# Problem to solve:
Write out each line of the rows below as a numbered list, skipping blank lines and omitting the pictures.
⟨
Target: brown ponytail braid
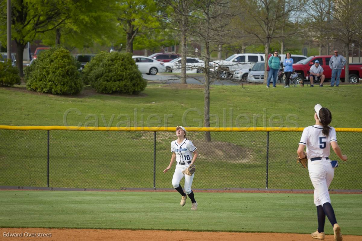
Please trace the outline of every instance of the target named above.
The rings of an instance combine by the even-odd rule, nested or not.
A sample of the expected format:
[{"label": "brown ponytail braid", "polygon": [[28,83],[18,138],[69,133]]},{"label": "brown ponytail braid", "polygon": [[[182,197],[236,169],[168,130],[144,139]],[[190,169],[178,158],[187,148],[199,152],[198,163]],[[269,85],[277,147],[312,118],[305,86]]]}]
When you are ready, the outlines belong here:
[{"label": "brown ponytail braid", "polygon": [[329,110],[324,107],[319,110],[319,114],[320,122],[323,125],[322,133],[328,136],[329,134],[329,130],[331,129],[331,127],[328,125],[332,121],[332,114]]}]

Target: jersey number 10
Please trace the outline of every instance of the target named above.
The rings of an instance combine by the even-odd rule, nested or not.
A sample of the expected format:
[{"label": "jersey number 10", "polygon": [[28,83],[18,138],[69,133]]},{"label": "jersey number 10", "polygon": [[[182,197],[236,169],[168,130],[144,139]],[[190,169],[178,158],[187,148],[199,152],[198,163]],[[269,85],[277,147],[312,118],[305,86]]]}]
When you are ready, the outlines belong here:
[{"label": "jersey number 10", "polygon": [[325,147],[327,145],[327,143],[326,141],[323,141],[323,139],[324,139],[324,140],[325,140],[326,139],[325,137],[320,137],[319,138],[319,148],[321,149],[324,149],[325,148]]}]

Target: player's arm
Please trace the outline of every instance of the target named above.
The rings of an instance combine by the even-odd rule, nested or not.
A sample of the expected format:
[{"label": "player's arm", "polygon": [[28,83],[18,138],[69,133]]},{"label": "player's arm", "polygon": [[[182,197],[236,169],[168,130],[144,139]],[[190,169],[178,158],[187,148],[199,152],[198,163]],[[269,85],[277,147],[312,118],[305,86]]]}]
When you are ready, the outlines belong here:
⟩
# Solved problem:
1. Target: brown ponytail braid
2. Please trace the outline of every instance of the target named above.
3. The rings of an instance combine by the even-odd rule, nested or not.
4. A sample of the expected format:
5. [{"label": "brown ponytail braid", "polygon": [[28,83],[18,138],[69,133]]},{"label": "brown ponytail braid", "polygon": [[[182,197],[236,169],[168,130],[144,139]],[[190,169],[178,158],[187,148],[199,152],[198,163]],[[269,85],[277,147],[312,118],[305,86]]]}]
6. When you are ready, the outlines belong here:
7. [{"label": "brown ponytail braid", "polygon": [[329,110],[324,107],[319,110],[319,114],[320,122],[323,125],[322,133],[328,136],[329,134],[329,130],[331,129],[331,127],[328,125],[332,121],[332,114]]}]
8. Target: jersey number 10
9. Please trace the outline of every instance of the target named above.
10. The rings of an instance combine by the even-odd rule, nested or not.
11. A sample of the expected format:
12. [{"label": "jersey number 10", "polygon": [[28,83],[18,138],[69,133]]},{"label": "jersey number 10", "polygon": [[[182,197],[236,169],[168,130],[144,139]],[[190,169],[178,158],[187,148],[199,152],[198,163]],[[269,85],[277,147],[312,118],[305,86]]]}]
13. When you are ready, the outlines belong here:
14. [{"label": "jersey number 10", "polygon": [[325,147],[327,145],[327,143],[326,141],[323,141],[323,139],[324,139],[324,140],[325,140],[326,139],[325,137],[320,137],[319,138],[319,148],[321,149],[324,149],[325,148]]}]
15. Target: player's arm
16. Please trace the outline of every instance of the target named above.
17. The rings of an instance combine by the even-odd rule, nested or not.
18. A sample of the expected format:
19. [{"label": "player's arm", "polygon": [[28,83],[18,138],[69,133]]},{"label": "player's arm", "polygon": [[[182,197],[236,169],[168,130],[144,139]],[[190,169],[178,158],[187,148],[199,152],[198,163]],[[269,85],[277,147],[312,118],[305,86]]]}]
20. When you are ready, the outlines belong here:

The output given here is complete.